> _HOW TO COMPLETE THIS TASK_
According to the strategy text on health care costs, how many employees, retirees, and dependents does the University now provide health coverage for?

> _TEXT BLOCK_
Goal 7: Control Costs and Generate Additional Efficiencies
Strategy 7.3: Reduce the Rate of Increase of Health Care Costs
The rapidly rising cost of health care for Penn State employees is an area of great concern, lest these costs crowd out the available resources for competitive faculty and staff salaries and funds to pursue the University strategic academic pursuits. Numerous program improvements have been made over time, both in terms of the quality of health care available to employees as well as efforts to control better the cost of providing those services. The University’s recent long-term relationship with Highmark to cover all Penn State employees across the Commonwealth under one plan has been a substantial improvement.
The University must be creative in the design of its health care programs of the future. Integrating additional wellness education and incentives must be a strategic initiative in the University’s planning. Other options such as health reimbursement accounts (HRA) and changes to deductibles and co-pays should be considered, along with differential rates for employees who continue to engage in higher health-risk behaviors, and for those who utilize “in system” providers as opposed to other health care professionals. The University should also continue to support and promote faculty and staff wellness and health-related opportunities through efforts such as the Know Your Numbers program, Healthwise online, preventive screenings, flu shots, and related initiatives.
The University now provides health coverage for over 45,000 employees, retirees, and their dependents. Given that Penn State has about 26,000 covered lives in the State College region, it will be particularly important that the University devise ways to reduce the rate of increase in health care costs in this area of the Commonwealth. We believe that the creation of a regional medical campus of Penn State’s College of Medicine in State College/University Park can contribute significantly to reducing the rate of increase in medical costs for the University, increasing access to an even higher level of quality care in partnership with the Mount Nittany Medical Center, while better utilizing the University’s own resources for improving wellness and treating medical conditions of our Penn State community.
Penn State provides a generous retiree health benefit to its faculty and staff. It is a defined benefit plan for which the estimate of future expense has been growing rapidly in light of general health care cost trends. Actuarial estimates of this liability calculate its growth to over $3 billion in future years, consuming a larger and larger percentage of the University annual health insurance expense budget. The University must move to implement a defined contribution retiree health insurance plan for new employees within the next year, incorporating some form of health savings account. Current faculty and staff would be grandfathered under the existing plan or given the opportunity to switch to the new plan.

> _SOURCE INFORMATION_
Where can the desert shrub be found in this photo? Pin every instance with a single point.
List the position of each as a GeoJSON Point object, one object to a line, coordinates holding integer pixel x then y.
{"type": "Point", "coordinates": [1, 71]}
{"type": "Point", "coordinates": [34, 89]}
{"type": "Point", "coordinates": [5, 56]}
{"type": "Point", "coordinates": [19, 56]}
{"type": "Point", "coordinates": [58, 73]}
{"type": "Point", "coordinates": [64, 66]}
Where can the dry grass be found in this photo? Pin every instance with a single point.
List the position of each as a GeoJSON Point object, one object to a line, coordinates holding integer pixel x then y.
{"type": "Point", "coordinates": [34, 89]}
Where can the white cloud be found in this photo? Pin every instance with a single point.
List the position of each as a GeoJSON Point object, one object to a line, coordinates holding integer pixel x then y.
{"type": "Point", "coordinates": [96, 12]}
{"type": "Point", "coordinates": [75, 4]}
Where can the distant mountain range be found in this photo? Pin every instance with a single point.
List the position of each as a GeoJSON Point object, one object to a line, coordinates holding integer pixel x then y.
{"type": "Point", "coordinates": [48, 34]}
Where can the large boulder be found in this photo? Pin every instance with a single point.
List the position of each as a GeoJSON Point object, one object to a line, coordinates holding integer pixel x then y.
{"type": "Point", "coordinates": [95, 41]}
==
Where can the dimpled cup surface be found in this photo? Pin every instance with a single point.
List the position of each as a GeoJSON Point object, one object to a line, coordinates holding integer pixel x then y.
==
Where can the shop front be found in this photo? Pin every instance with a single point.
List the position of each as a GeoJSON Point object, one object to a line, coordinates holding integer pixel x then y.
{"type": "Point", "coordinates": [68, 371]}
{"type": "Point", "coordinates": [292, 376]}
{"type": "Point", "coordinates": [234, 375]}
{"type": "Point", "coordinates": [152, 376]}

> _WRITTEN RESPONSE_
Over 45,000.